> Complete the following:
a) Please transcribe the stretch of the Karlovy Vary film review from "A number of" through "most of it.".
b) Name every person the Karlovy Vary film review gives with both a first and a last name.
c) Answer these from the Karlovy Vary film review:
(i) Which actress is handed the role of the young mother in "A Blast"?
(ii) What country is the destination of the immigrants' journey in "Mediterranea"?
(iii) What event leads both men in "Mediterranea" to take part in a night of rioting?

> Provided passage:
<<<<
A number of the films at Karlovy Vary reflect the dynamic social tensions facing the world in general and Europe specifically. I didn’t quite buy the explosive, somewhat schizophrenic young mother in “A Blast,” especially after Greek director Syllas Tzoumerkas (“Homeland”) told his audience that he and writer Youla Boudali started with the breakdown she suffers and built her character from there. (I don’t believe that good characters can be created backwards.) Regardless, that this breakdown is precipitated by debt and mismanagement of the family business leaves little doubt that the filmmakers believe that such aggresive and irrational behavior is a possible result of the problems currently besetting Greece. Whether it’s believable or not, the role handed to actress Angeliki Papoulia is a meaty one, and she makes the most of it. 
A similar violence born of socio-political failures is integral to Jonas Carpignano’s “Mediterranea,” which follows a pair of African immigrants on the perilous journey from Burkino Faso to the not altogether welcoming shores of Italy. The older Ayiva has an easier time than the younger Abas, primarily because he’s willing to work harder and to accept certain degradations in order to make it stick. But when an immigrant is killed by Italians, both men engage in a night of rioting. Carpignano, whose father is an ethnic Italian and mother is black, lived among a group of immigrants, including the primary actor Koudous Seihorn (a real find), and the film is a direct re-creation of their actual experiences. The power of fictional film to illuminate a politically sensitive situation, and the people involved – on both sides – is on full view here. “Mediterranea” doesn’t reach too far, aiming simply to immerse us in a world most of us leave to the daily newspaper or evening news. There were better films made last year, but few more important.
>>>>
(Stored data entries)
<<<<
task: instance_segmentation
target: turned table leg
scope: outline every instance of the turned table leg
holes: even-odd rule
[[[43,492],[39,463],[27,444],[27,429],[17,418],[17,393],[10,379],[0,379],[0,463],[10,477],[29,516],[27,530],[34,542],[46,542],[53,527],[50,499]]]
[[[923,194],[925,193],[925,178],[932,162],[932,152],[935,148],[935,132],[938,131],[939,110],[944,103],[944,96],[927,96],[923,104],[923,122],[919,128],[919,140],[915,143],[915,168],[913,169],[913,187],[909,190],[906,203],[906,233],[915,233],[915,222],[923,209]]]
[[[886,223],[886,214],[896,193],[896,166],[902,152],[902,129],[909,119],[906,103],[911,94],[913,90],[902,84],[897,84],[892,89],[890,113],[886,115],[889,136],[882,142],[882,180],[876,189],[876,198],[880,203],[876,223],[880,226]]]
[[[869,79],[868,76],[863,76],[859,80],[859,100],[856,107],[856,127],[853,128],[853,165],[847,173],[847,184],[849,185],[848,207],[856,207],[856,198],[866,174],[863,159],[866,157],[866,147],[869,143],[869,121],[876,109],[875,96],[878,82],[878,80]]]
>>>>
> Solved tasks:
a)
A number of the films at Karlovy Vary reflect the dynamic social tensions facing the world in general and Europe specifically. I didn’t quite buy the explosive, somewhat schizophrenic young mother in “A Blast,” especially after Greek director Syllas Tzoumerkas (“Homeland”) told his audience that he and writer Youla Boudali started with the breakdown she suffers and built her character from there. (I don’t believe that good characters can be created backwards.) Regardless, that this breakdown is precipitated by debt and mismanagement of the family business leaves little doubt that the filmmakers believe that such aggresive and irrational behavior is a possible result of the problems currently besetting Greece. Whether it’s believable or not, the role handed to actress Angeliki Papoulia is a meaty one, and she makes the most of it.

b)
Syllas Tzoumerkas
Youla Boudali
Angeliki Papoulia
Jonas Carpignano
Koudous Seihorn

c)
(i) Angeliki Papoulia
(ii) Italy
(iii) An immigrant is killed by Italians.